[Opening READING TEXT section]

Long Term Toxicity Studies:
In a 26-week oral study in rats (with dietary iron supplementation) at doses of 0, 30, 80 or 180 mg/kg, mortality was observed at 180 mg/kg. Cataracts, characterized by lenticular degeneration and fragmentation, vacuole formation and/or lenticular epithelial hyperplasia were present at doses ≥ 80 mg/kg. Early lenticular changes were observed at 30 mg/kg. Cytoplasmic vacuolation of renal cortical tubular epithelium and splenic hematopoiesis occurred at 180 mg/kg. Ulceration/erosion of the glandular stomach was observed at ≥ 80 mg/kg. With the exception of the lenticular cataracts, all effects were reversible following a nondosing phase.
Oral administration of deferasirox to marmosets for 39 weeks at doses of 0, 20, 40 or 80 mg/kg resulted in mortality at 80 mg/kg. Histopathology findings at 80 mg/kg consisted of vacuolation of the hepatic bile duct cells; vacuolation and/or degeneration of the renal cortical tubules and dilatation of medullary tubules.
Deferasirox at oral doses up to 75 mg/kg/day (which resulted in a drug exposure (plasma AUC) that was less than the maximum human value) was found to have no adverse effect on fertility and reproductive performance of male and female rats.
Reproduction and Teratology:
Deferasirox was not teratogenic in rats or rabbits treated with doses up to and exceeding the maximum tolerated doses. Increased skeletal variations were seen in rats at a maternotoxic dose of 100 mg/kg/day, which achieved a drug exposure (plasma AUC) that was similar to the maximum human value. No adverse effect on fetal development was observed in rabbits at a maternotoxic dose of 50 mg/kg/day, which achieved a drug exposure about 30% of the maximum human value.

[Closing READING TEXT section]
[Opening INFORMATION PROVIDED section]

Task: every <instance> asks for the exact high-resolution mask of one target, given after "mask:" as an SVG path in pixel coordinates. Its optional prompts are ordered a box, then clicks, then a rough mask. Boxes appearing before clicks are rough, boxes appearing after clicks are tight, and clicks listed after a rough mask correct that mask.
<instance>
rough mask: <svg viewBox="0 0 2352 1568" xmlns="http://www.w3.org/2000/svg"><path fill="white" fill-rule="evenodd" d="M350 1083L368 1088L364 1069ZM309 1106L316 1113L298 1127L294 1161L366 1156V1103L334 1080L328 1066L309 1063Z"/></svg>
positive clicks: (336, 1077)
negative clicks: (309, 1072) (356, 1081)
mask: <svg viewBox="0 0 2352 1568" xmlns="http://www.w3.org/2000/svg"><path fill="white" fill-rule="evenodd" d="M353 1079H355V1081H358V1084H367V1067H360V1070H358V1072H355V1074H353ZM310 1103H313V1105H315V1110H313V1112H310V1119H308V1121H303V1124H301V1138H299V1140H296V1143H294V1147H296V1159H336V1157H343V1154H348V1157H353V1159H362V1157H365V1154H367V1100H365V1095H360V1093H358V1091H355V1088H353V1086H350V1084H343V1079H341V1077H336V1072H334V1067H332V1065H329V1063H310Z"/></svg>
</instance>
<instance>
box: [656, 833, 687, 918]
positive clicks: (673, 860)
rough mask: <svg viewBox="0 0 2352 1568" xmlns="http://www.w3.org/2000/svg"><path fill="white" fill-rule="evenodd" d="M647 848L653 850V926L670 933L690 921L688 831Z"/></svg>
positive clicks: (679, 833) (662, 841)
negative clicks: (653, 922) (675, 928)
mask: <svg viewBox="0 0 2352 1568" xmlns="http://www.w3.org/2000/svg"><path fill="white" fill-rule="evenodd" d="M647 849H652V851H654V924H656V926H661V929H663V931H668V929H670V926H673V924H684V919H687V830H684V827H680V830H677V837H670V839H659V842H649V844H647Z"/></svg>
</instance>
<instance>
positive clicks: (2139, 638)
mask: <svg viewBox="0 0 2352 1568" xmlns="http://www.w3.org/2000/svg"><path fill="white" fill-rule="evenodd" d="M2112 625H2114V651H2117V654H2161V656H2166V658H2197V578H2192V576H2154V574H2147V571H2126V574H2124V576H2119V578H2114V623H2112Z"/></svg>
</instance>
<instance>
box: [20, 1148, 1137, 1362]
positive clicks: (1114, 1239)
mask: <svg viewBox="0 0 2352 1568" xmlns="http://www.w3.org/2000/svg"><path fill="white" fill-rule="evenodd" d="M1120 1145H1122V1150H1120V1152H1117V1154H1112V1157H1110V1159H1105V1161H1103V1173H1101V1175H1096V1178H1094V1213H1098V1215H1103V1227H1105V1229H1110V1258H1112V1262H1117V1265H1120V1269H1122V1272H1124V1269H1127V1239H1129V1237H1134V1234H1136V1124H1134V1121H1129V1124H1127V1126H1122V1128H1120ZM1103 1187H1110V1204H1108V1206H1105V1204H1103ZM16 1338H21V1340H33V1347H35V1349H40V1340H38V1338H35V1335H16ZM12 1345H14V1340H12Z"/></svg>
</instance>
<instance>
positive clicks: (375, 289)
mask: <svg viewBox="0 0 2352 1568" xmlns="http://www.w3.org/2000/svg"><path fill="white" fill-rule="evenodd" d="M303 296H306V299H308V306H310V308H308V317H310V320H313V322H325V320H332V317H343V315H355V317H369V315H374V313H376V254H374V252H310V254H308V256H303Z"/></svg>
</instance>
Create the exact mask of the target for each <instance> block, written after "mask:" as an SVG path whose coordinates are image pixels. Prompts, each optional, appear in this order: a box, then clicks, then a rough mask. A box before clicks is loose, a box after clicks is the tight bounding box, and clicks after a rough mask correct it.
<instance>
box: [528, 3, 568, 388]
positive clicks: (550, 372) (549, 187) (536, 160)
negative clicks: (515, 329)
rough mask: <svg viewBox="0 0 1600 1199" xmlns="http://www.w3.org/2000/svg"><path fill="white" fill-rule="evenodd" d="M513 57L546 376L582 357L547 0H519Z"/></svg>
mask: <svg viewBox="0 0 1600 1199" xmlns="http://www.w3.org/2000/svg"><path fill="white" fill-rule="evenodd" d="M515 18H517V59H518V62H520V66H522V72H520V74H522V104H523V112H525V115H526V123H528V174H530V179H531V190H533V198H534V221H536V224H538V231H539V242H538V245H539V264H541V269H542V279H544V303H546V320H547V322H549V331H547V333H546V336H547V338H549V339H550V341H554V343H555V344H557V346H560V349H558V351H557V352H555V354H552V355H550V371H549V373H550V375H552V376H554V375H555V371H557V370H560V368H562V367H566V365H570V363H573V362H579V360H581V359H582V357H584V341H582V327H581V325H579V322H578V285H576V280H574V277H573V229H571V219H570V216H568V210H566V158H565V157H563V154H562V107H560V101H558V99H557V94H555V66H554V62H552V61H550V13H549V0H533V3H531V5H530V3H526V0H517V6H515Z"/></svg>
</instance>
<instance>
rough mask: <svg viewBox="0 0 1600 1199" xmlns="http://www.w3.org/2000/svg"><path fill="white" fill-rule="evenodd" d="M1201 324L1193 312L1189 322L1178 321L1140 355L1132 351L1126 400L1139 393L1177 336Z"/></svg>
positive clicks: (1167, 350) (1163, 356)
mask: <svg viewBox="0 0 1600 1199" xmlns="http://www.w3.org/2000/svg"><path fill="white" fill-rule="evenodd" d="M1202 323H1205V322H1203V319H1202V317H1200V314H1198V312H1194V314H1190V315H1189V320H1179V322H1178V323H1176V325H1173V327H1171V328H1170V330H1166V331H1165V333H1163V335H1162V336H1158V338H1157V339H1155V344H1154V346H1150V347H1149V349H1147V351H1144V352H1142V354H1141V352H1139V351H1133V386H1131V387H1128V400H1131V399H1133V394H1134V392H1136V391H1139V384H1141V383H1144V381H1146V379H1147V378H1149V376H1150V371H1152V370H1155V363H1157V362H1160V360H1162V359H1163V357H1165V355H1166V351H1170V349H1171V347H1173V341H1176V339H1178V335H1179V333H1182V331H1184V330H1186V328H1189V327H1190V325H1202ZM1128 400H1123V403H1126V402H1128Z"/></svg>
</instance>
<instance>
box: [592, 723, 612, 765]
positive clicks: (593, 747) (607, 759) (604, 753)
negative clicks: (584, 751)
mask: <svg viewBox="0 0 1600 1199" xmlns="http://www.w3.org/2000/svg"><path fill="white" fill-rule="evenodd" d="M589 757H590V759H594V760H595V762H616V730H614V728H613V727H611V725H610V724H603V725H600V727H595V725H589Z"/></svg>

[Closing INFORMATION PROVIDED section]

Reproduce the deferasirox toxicity text above in full, word for word.

Long Term Toxicity Studies:
In a 26-week oral study in rats (with dietary iron supplementation) at doses of 0, 30, 80 or 180 mg/kg, mortality was observed at 180 mg/kg. Cataracts, characterized by lenticular degeneration and fragmentation, vacuole formation and/or lenticular epithelial hyperplasia were present at doses ≥ 80 mg/kg. Early lenticular changes were observed at 30 mg/kg. Cytoplasmic vacuolation of renal cortical tubular epithelium and splenic hematopoiesis occurred at 180 mg/kg. Ulceration/erosion of the glandular stomach was observed at ≥ 80 mg/kg. With the exception of the lenticular cataracts, all effects were reversible following a nondosing phase.
Oral administration of deferasirox to marmosets for 39 weeks at doses of 0, 20, 40 or 80 mg/kg resulted in mortality at 80 mg/kg. Histopathology findings at 80 mg/kg consisted of vacuolation of the hepatic bile duct cells; vacuolation and/or degeneration of the renal cortical tubules and dilatation of medullary tubules.
Deferasirox at oral doses up to 75 mg/kg/day (which resulted in a drug exposure (plasma AUC) that was less than the maximum human value) was found to have no adverse effect on fertility and reproductive performance of male and female rats.
Reproduction and Teratology:
Deferasirox was not teratogenic in rats or rabbits treated with doses up to and exceeding the maximum tolerated doses. Increased skeletal variations were seen in rats at a maternotoxic dose of 100 mg/kg/day, which achieved a drug exposure (plasma AUC) that was similar to the maximum human value. No adverse effect on fetal development was observed in rabbits at a maternotoxic dose of 50 mg/kg/day, which achieved a drug exposure about 30% of the maximum human value.